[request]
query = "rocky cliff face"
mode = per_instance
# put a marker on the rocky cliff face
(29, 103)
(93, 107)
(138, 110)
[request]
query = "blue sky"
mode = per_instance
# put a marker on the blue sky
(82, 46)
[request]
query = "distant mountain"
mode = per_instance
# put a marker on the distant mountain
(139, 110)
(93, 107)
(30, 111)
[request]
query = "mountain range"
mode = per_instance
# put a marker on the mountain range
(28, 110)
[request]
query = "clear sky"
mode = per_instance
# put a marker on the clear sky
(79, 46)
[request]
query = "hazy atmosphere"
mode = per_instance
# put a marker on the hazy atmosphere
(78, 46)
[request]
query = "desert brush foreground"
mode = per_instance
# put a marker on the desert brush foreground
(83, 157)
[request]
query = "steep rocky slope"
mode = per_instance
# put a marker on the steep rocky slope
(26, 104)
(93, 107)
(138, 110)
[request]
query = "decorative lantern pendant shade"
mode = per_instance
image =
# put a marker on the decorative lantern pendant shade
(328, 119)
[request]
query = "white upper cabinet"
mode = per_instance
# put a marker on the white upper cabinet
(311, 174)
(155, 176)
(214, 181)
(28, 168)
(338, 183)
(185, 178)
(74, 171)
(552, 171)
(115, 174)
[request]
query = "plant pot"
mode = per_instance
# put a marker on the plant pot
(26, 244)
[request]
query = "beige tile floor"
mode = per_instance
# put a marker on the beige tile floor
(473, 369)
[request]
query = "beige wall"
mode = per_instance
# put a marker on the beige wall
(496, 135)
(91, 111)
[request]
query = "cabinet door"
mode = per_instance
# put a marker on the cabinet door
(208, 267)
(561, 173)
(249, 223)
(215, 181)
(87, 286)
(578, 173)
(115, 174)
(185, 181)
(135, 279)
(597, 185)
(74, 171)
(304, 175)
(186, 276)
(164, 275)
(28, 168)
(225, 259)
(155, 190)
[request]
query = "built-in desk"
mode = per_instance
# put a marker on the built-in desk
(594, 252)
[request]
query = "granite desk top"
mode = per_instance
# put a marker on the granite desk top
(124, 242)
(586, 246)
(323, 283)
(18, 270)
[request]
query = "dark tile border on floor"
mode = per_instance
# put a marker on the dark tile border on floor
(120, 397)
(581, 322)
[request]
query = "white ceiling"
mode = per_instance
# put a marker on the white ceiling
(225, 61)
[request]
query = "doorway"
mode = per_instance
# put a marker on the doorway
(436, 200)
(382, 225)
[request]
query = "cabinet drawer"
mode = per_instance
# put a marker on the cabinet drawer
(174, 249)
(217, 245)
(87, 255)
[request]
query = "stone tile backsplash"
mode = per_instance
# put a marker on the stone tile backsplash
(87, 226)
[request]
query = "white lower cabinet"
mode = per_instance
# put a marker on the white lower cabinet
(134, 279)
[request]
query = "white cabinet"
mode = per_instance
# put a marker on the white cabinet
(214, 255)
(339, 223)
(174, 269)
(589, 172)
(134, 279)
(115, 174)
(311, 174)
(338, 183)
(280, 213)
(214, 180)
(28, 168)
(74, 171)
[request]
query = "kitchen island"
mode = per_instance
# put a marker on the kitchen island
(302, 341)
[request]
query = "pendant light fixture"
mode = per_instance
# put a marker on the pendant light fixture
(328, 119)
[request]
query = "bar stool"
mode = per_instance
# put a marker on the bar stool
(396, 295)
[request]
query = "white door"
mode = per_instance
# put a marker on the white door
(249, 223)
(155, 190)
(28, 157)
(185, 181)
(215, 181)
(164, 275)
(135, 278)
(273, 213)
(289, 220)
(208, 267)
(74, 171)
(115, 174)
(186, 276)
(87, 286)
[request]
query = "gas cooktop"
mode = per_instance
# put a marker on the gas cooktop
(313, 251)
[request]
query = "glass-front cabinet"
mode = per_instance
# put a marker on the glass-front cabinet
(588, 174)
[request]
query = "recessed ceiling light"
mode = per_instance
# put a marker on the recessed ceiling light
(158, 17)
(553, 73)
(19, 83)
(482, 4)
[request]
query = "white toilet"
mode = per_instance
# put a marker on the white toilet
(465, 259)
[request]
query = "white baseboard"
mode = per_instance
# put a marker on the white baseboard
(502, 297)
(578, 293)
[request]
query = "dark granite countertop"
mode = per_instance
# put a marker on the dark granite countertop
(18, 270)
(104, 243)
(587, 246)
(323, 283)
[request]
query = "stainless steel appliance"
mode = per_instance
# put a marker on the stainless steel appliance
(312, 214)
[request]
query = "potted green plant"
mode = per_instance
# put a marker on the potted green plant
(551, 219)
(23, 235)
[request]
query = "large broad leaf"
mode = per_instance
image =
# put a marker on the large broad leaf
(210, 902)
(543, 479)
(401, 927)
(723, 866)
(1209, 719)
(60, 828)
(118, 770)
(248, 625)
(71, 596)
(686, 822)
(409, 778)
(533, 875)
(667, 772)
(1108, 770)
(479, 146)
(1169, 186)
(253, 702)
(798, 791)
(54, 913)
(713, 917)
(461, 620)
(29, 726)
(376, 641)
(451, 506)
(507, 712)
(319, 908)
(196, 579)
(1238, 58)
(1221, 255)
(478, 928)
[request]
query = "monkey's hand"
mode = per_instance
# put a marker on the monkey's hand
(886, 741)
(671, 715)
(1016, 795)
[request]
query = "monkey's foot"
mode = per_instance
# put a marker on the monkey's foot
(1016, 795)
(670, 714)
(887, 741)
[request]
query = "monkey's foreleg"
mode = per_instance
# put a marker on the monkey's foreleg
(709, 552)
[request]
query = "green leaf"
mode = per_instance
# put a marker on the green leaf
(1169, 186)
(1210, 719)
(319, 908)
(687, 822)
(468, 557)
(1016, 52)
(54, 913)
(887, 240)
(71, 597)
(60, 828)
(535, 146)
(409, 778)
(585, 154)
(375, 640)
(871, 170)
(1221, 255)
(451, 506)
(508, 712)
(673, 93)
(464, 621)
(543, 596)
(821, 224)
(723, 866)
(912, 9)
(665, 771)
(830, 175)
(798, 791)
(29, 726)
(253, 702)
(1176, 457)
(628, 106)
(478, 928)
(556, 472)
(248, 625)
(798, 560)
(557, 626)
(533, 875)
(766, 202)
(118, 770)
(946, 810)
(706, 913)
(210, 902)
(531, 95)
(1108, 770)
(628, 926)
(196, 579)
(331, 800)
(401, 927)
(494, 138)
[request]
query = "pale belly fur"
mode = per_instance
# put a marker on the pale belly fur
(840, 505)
++++
### TASK DESCRIPTION
The whole listing above needs to be reproduced exactly.

### PROBLEM SOLUTION
[request]
query = "rocky cliff face"
mode = per_instance
# put a marker on the rocky cliff face
(29, 103)
(93, 107)
(138, 110)
[request]
query = "blue sky"
mode = per_instance
# put a marker on the blue sky
(82, 46)
[request]
query = "distant mountain"
mode = per_instance
# put a marker on the distant mountain
(139, 110)
(93, 107)
(30, 111)
[request]
query = "mountain range"
mode = per_instance
# put a marker on the mountain range
(28, 110)
[request]
query = "clear sky"
mode = per_instance
# put a marker on the clear sky
(79, 46)
[request]
query = "hazy atmosphere"
mode = per_instance
# put a marker on the hazy atmosphere
(78, 46)
[request]
query = "desert brush foreground"
mode = per_instance
# put a marker on the desert brush foreground
(83, 157)
[request]
query = "steep rocky slope"
mode = per_instance
# put a marker on the steep rocky slope
(26, 104)
(93, 107)
(138, 110)
[request]
query = "decorative lantern pendant shade"
mode = per_instance
image =
# put a marker on the decorative lantern pendant shade
(328, 119)
[request]
query = "white upper cabinet"
mode = per_instance
# put a marker on the white upper cabinet
(311, 174)
(155, 176)
(214, 181)
(28, 168)
(338, 183)
(185, 178)
(74, 171)
(552, 171)
(115, 174)
[request]
query = "plant pot"
mode = per_instance
# put a marker on the plant pot
(26, 244)
[request]
query = "beige tile floor"
mode = per_instance
# put a marker on the beige tile floor
(473, 369)
[request]
query = "beige wall"
mode = per_instance
# put a marker on the beige wall
(496, 135)
(91, 111)
[request]
query = "cabinet door"
mode = per_instance
# put a marker on the cabinet door
(208, 267)
(561, 173)
(249, 223)
(215, 181)
(87, 286)
(578, 173)
(115, 174)
(185, 181)
(135, 279)
(597, 185)
(74, 171)
(304, 175)
(186, 276)
(164, 275)
(28, 168)
(225, 259)
(155, 190)
[request]
query = "built-in desk"
mode = per_instance
# put a marker on the built-in desk
(594, 252)
[request]
query = "granite desk top"
mode = per_instance
# put a marker on the granite desk top
(124, 242)
(586, 246)
(323, 283)
(18, 270)
[request]
query = "dark tile border on floor"
mode = per_instance
# put a marker on the dark tile border on floor
(120, 397)
(581, 322)
[request]
query = "white ceiling"
mode = per_instance
# put a marker on the white ceiling
(225, 61)
[request]
query = "doorway"
mode = per_instance
# put a marker on the doorway
(436, 200)
(382, 225)
[request]
query = "cabinet drawer"
mode = per_instance
# put a marker on the cabinet drawer
(174, 249)
(217, 245)
(87, 255)
[request]
query = "stone tile backsplash"
mode = per_instance
# put a marker on the stone tile backsplash
(87, 226)
[request]
query = "white lower cabinet"
mode = per_instance
# put a marker on the white lower cabinet
(134, 279)
[request]
query = "white cabinet"
mode = per_instance
# put a marker on the white cabinet
(214, 255)
(339, 223)
(174, 269)
(589, 172)
(134, 279)
(115, 174)
(311, 174)
(338, 183)
(280, 213)
(214, 180)
(28, 168)
(74, 171)
[request]
query = "kitchen island"
mode = per_instance
# put a marker on the kitchen island
(302, 341)
[request]
query = "pendant light fixture"
mode = per_instance
# put a marker on the pendant light fixture
(328, 119)
[request]
query = "bar stool"
mode = per_instance
# put a marker on the bar stool
(396, 295)
[request]
query = "white door"
mode = per_instance
# put a marker on the white door
(249, 223)
(155, 190)
(28, 157)
(185, 181)
(215, 181)
(164, 275)
(135, 278)
(273, 213)
(289, 220)
(208, 267)
(74, 171)
(115, 174)
(186, 276)
(87, 286)
[request]
query = "gas cooktop"
mode = per_instance
# put a marker on the gas cooktop
(313, 251)
[request]
query = "glass-front cabinet"
mode = per_instance
# put a marker on the glass-front cabinet
(588, 174)
[request]
query = "recessed ceiling light"
mode = per_instance
# put a marker on the recessed ceiling light
(158, 17)
(553, 73)
(19, 83)
(482, 4)
[request]
query = "white toilet"
mode = per_instance
# put a marker on the white toilet
(465, 259)
[request]
query = "white baseboard"
mode = per_instance
# put a marker on the white baseboard
(502, 297)
(578, 293)
[request]
query = "dark granite countertop"
mode = per_instance
# put a marker on the dark granite countertop
(18, 270)
(104, 243)
(587, 246)
(323, 283)
[request]
query = "stainless steel appliance"
mode = per_instance
# put a marker on the stainless steel appliance
(312, 214)
[request]
query = "potted green plant"
mode = per_instance
# put a marker on the potted green plant
(551, 219)
(23, 235)
[request]
query = "large broad leaf"
mode = per_instance
image =
# put a marker on the large broad leaf
(210, 902)
(543, 479)
(401, 927)
(723, 866)
(1209, 719)
(60, 828)
(118, 770)
(248, 625)
(71, 596)
(686, 822)
(409, 778)
(533, 875)
(667, 772)
(1108, 770)
(479, 146)
(1169, 186)
(253, 702)
(798, 791)
(54, 913)
(713, 917)
(461, 620)
(29, 726)
(376, 641)
(451, 506)
(507, 712)
(319, 908)
(196, 579)
(1238, 58)
(1221, 255)
(478, 928)
[request]
query = "monkey's hand"
mode = per_instance
# put a marker on the monkey's hand
(886, 741)
(671, 715)
(1016, 795)
[request]
query = "monkey's foot"
mode = per_instance
# put a marker on the monkey's foot
(1016, 795)
(670, 714)
(887, 741)
[request]
query = "monkey's foreleg"
mode = per_instance
# put a marker on the monkey's foreleg
(709, 552)
[request]
query = "green leaf"
mode = per_instance
# put a marker on the green leaf
(1169, 186)
(1210, 719)
(319, 908)
(687, 822)
(468, 557)
(1016, 52)
(54, 913)
(887, 240)
(71, 597)
(60, 828)
(535, 146)
(409, 778)
(585, 154)
(375, 640)
(871, 170)
(1221, 255)
(451, 506)
(508, 712)
(673, 93)
(464, 621)
(543, 596)
(821, 224)
(723, 866)
(912, 9)
(665, 771)
(830, 175)
(798, 791)
(29, 726)
(253, 702)
(1176, 457)
(628, 106)
(478, 928)
(556, 472)
(248, 625)
(798, 560)
(557, 626)
(533, 875)
(766, 202)
(118, 770)
(946, 810)
(706, 913)
(210, 902)
(531, 95)
(1108, 770)
(628, 926)
(196, 579)
(331, 800)
(401, 927)
(494, 138)
[request]
query = "pale belly fur"
mode = per_instance
# put a marker on the pale belly fur
(840, 505)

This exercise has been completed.